What you will do:
A - Can you reproduce the meat hygiene audit article word for word, beginning at "The audits check" and stopping after "veterinary certification duties."?
B - How would the article on Meat Hygiene Service audits go on from where it stops?

+++ Source extract

There has been a general reduction in non-compliances in meat hygiene teams this year in the UK meat industry, a new report reveals this week. The annual report, published by the UK Food Standards Agency, sets out the results of 150 audits which took place between April 2000 and March 2001 on the performance of Meat Hygiene Service (MHS) hygiene and inspection teams at licensed plants. This relates to the first year of the Agency's existence and also its first year as the parent organisation of the MHS.
The audits check that MHS operations, practices and activities complied with requirements of the MHS Operations Manual. The MHS were found to be performing well in: the application of the Clean Livestock Policy; ensuring the health mark was not applied to contaminated meat; ante-mortem inspection of red-meat; notifiable disease procedures and official veterinary certification duties.

++++++
+++ Record set

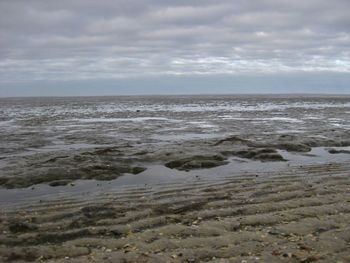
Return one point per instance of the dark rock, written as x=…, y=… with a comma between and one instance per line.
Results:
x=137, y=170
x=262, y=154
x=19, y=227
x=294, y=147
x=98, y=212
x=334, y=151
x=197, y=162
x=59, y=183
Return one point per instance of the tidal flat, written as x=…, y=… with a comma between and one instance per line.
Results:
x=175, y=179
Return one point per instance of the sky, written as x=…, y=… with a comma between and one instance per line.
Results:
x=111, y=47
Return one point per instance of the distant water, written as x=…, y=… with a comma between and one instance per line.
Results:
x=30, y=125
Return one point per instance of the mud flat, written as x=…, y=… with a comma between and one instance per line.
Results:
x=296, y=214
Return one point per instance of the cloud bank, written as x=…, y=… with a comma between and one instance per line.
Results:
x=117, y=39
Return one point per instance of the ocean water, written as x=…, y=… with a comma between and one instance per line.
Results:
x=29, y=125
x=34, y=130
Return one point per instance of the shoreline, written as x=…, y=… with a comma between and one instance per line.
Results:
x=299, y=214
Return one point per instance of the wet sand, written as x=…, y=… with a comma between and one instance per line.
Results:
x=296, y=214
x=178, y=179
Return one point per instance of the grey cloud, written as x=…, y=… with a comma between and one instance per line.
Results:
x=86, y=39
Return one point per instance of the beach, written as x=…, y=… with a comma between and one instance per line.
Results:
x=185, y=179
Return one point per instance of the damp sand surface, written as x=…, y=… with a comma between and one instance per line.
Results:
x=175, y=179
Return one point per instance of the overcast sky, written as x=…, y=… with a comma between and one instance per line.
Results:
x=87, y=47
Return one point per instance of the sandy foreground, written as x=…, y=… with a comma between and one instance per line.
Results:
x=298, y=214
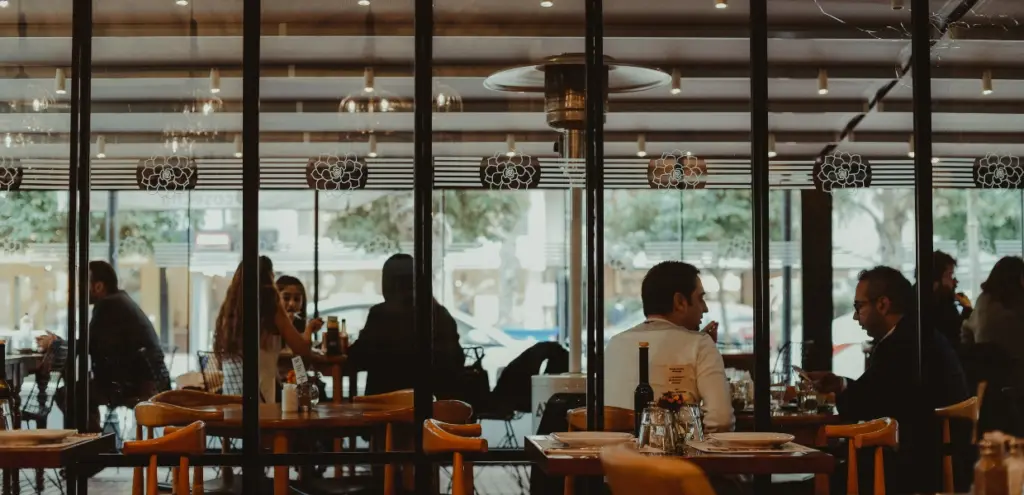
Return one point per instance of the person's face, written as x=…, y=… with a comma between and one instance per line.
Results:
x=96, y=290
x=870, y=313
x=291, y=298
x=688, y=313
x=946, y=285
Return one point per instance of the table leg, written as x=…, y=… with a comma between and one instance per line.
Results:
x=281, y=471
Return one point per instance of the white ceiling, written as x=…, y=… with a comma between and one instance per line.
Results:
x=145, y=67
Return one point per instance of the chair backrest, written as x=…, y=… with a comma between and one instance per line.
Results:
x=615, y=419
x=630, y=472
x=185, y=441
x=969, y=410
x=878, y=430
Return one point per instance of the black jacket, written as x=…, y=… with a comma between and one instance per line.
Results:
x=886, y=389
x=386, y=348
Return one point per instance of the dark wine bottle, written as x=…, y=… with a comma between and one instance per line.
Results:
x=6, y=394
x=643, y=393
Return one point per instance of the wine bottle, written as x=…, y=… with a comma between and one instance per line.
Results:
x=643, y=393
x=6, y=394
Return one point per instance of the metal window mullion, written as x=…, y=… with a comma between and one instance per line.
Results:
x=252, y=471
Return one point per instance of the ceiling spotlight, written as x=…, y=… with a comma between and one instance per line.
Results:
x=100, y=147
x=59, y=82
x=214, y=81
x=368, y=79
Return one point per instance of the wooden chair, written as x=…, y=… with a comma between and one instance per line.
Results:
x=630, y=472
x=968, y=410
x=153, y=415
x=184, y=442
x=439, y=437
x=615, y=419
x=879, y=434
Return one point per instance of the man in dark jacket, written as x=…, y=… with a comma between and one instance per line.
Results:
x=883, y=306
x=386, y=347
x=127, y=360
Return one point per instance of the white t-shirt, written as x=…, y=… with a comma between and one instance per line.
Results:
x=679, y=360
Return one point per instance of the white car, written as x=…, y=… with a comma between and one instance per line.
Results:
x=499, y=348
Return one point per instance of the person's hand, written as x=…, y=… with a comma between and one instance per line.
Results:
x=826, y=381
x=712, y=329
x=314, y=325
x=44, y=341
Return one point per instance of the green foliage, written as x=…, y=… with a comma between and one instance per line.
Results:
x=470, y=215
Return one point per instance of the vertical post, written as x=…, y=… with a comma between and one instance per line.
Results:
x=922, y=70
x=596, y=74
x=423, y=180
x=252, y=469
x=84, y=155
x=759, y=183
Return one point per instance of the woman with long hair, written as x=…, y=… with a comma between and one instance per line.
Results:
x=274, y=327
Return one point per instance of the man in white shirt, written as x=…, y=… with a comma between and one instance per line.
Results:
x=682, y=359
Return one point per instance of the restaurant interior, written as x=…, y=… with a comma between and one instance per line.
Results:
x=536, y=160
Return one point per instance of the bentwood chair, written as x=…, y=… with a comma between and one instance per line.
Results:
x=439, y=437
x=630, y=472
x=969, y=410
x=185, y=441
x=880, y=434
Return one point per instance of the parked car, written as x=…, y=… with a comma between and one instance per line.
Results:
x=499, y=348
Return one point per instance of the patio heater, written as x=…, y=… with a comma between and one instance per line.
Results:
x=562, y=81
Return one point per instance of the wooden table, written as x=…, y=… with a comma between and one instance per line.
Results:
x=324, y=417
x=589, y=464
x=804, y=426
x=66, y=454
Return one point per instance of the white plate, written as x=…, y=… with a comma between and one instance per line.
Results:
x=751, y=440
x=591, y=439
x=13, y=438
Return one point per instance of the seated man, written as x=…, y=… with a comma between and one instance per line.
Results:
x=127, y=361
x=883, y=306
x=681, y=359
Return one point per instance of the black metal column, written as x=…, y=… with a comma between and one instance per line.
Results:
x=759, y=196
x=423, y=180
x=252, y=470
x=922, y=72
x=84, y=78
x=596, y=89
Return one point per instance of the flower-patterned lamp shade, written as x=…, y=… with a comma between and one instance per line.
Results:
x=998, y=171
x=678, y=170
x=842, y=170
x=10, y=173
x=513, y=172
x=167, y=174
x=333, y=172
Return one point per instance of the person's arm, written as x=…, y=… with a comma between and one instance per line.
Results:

++++++

Answer list:
A -
The audits check that MHS operations, practices and activities complied with requirements of the MHS Operations Manual. The MHS were found to be performing well in: the application of the Clean Livestock Policy; ensuring the health mark was not applied to contaminated meat; ante-mortem inspection of red-meat; notifiable disease procedures and official veterinary certification duties.

B -
The report highlighted key areas for improvement in MHS performance. These included the enforcement of hygiene controls and structural requirements for premises;The monitoring of operators' own checks, especially water testing and checks on cleaning; post-mortem inspection of poultry; pre-slaughter inspection of poultry; and the enforcement of animal by-products legislation.
The Meat Hygiene Service became an executive Agency of the Food Standards Agency in April 2000. The responsibilities of the MHS cover the enforcement of domestic legislation in relation to meat hygiene, inspection and animal welfare in licensed fresh meat, poultry meat and game meat establishments, and also in integrated premises producing meat products, meat preparations and minced meat.